=== TEXT PROVIDED ===
# Goats and Pigs Sharing Space



## kanpope (Oct 14, 2004)

We are planning on putting our pigs to pasture (5). We are planning on putting our goats to pasture (7 does). Can they pasture together on a 2 or 3 acre piece?

We would have to figure out a way for the goat water to be inaccessible to the pigs. I don't think that the goats could figure out how to use a nipple waterer, do you? 

Any ideas? Suggestions? Anyone do it?


----------



## Carrie C (Apr 7, 2005)

I wouldn't do it. What if a goat got into a fight with a hog? And I have no doubt that a goat could figure out how to use a nipple waterer.
I doubt that you could put goats and pigs together and have them live happily ever after. My experience with swine is that they are big, nasty creatures. Yes, I know they CAN be nice, but mine certainly were not. I would never put my sweet goats in with my delicious pig. Too much chance for illness and injury.
That's my story and I'm sticking to it.
~Carrie C.


----------



## APPway (May 27, 2005)

pigs have been known to root and bite and start to eat at the female organs of the does and Calfs as well as bitting at the teats on their udders also if they happen to have any area that is bleeding the pigs with go for that with gusto.
On larger areas it may work but on a area of only2 or 3 acres I would not chance it 
as a matter of fact I would not try even on a larger area.

Just my 2 cents as I know people will tell you they do it all the time but I have seen what a Pig can do to another animal that is injured or young.
You might ask the same question on the pig board as they can give you a more insight on the aggressiveness of Pigs


----------



## macfie7 (Apr 14, 2006)

Pig is in a different pasture from the goats! One day the gate was opened and he got out, he literally ran down one of the kids. It was terrifying. I wouldn't pasture my pig with anything else. He is set to be butchered in the fall. Pasturing him has worked out quite well though.


----------



## mpillow (Jan 24, 2003)

My pigs are in my barn(in stalls) and stink to high heaven. My goats and calf are in the barn at night---they can go out to pasture at will....its less than ideal---all our milk is going to the calf because pig stink ruins milk flavor :shrug: 

My last time w/ pigs until I have electric fencing well away from my dairy goats. :shrug:


----------



## Kshobbit (May 14, 2002)

Please do not do it. My good friends had their does out with the pigs. They got along okay if you consider that pigs have teeth that can rip flesh!. What was really horrifying for me was.. the pigs ate the kids as they were being born :Bawling: Don't do it...
=== INPUT RECORDS ===
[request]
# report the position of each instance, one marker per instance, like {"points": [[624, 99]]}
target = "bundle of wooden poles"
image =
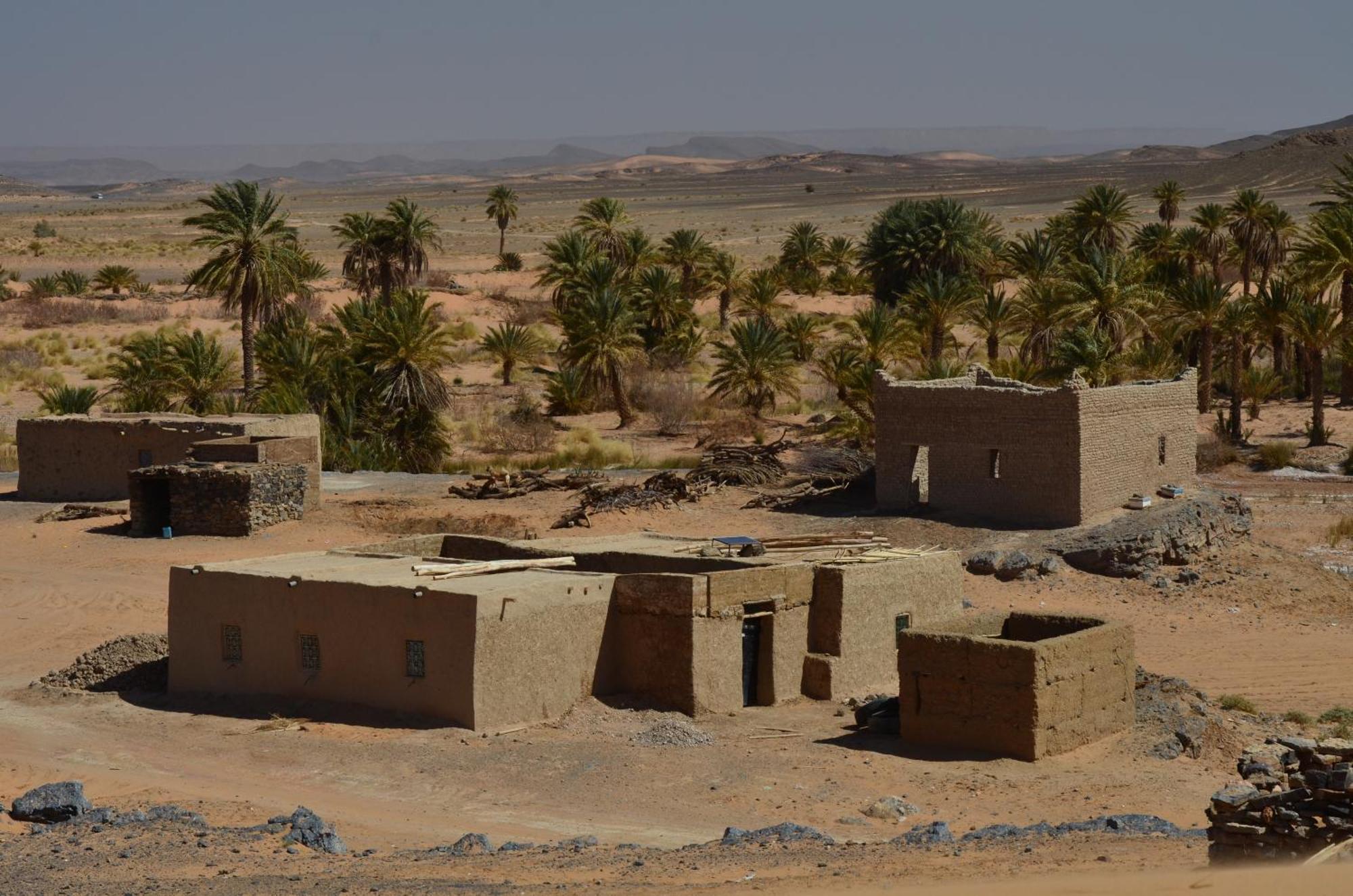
{"points": [[442, 569]]}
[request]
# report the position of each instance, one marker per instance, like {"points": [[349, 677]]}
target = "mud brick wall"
{"points": [[210, 500], [87, 456], [1295, 800], [1025, 685], [1006, 451]]}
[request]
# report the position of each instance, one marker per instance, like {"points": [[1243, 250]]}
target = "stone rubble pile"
{"points": [[1295, 800]]}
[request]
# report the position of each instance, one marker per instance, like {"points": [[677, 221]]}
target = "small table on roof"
{"points": [[731, 544]]}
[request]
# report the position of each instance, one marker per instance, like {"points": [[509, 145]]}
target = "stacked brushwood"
{"points": [[1295, 801], [661, 490], [512, 485]]}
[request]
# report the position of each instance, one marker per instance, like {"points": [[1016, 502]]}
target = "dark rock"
{"points": [[984, 562], [1013, 565], [52, 803], [783, 832], [313, 831]]}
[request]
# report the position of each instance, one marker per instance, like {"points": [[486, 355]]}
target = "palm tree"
{"points": [[201, 370], [116, 278], [936, 304], [601, 340], [689, 252], [1317, 327], [1245, 218], [1110, 293], [255, 256], [1325, 256], [803, 331], [992, 317], [756, 364], [1168, 195], [512, 344], [408, 235], [501, 205], [761, 296], [604, 220], [1099, 217], [803, 250], [359, 237], [1199, 305], [726, 277], [1210, 218]]}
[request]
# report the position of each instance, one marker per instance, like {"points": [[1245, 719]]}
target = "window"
{"points": [[232, 644], [415, 659], [311, 651]]}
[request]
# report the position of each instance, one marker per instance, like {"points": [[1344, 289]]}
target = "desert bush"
{"points": [[1239, 703], [1275, 455], [1214, 454], [68, 400], [509, 262]]}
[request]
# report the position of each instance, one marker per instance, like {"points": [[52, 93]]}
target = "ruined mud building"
{"points": [[635, 616], [1024, 455]]}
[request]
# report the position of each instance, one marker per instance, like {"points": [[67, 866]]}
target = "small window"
{"points": [[415, 659], [232, 644], [311, 651]]}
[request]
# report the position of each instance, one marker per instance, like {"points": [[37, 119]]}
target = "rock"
{"points": [[984, 562], [932, 834], [1013, 565], [52, 803], [783, 832], [890, 808], [313, 831], [1172, 535]]}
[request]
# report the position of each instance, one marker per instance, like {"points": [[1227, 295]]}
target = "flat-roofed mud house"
{"points": [[1025, 455], [633, 616], [1025, 685], [87, 456]]}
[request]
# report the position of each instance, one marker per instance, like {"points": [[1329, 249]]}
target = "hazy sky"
{"points": [[181, 72]]}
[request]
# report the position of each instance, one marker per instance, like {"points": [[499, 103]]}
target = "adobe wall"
{"points": [[362, 632], [961, 421], [980, 684], [853, 619], [87, 458], [1121, 431]]}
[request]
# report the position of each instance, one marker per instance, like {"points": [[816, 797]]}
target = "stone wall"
{"points": [[87, 456], [1006, 451], [233, 500], [1025, 685]]}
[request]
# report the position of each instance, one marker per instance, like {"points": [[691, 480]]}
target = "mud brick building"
{"points": [[87, 456], [1024, 455], [635, 615], [1025, 685], [216, 498]]}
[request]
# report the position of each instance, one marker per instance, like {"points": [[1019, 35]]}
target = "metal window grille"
{"points": [[232, 644], [416, 663], [311, 651]]}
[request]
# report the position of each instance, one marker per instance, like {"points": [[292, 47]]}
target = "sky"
{"points": [[190, 72]]}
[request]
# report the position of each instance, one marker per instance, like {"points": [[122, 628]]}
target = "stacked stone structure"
{"points": [[216, 498], [1295, 800], [1017, 454], [1025, 685]]}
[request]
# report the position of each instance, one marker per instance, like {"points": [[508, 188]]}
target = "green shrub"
{"points": [[1275, 455], [1237, 703]]}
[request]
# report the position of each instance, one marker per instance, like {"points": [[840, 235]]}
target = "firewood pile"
{"points": [[1295, 803], [661, 490], [485, 486]]}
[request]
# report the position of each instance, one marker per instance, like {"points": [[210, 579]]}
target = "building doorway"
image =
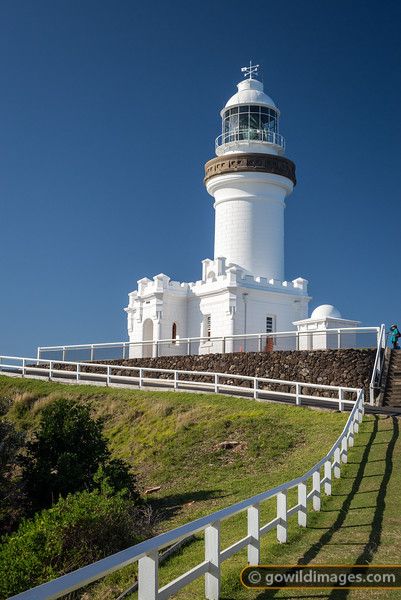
===
▶ WHAT TO WORK ON
**1)** Which lines of the listing contain the string "wall"? Gather every one of them, treating uppercase and lowercase as different.
**2)** Can you resume the forum thread on pasturing goats with pigs, picking up after its last post?

▶ RESULTS FOR EACH TASK
**1)**
target = "mud brick wall"
target = "adobe wall"
target = "stone wall"

**2)**
----------



## steff bugielski (Nov 10, 2003)

From a milk point of view Ny state does not permit swine in with goats. There must be a reason.
Steff


----------



## mpillow (Jan 24, 2003)

Because the smell will knock you over! :help: 

And also the biting thing---my castrated male pig bites my boots but my female is quite easy going


----------



## kanpope (Oct 14, 2004)

Kshobbit said:


> Please do not do it. My good friends had their does out with the pigs. They got along okay if you consider that pigs have teeth that can rip flesh!. What was really horrifying for me was.. the pigs ate the kids as they were being born :Bawling: Don't do it...


Didn't know! :shrug: Glad I asked! Don't worry - no goaties and piggies hanging out together! :angel:


----------



## kanpope (Oct 14, 2004)

mpillow said:


> Because the smell will knock you over! :help:


Just an FYI, but pastured pigs do not stink! :nono:


----------



## kanpope (Oct 14, 2004)

steff bugielski said:


> From a milk point of view Ny state does not permit swine in with goats. There must be a reason.
> Steff


That is very interesting. I might research that. It would be good information just to carry in my head for future use!


----------



## mpillow (Jan 24, 2003)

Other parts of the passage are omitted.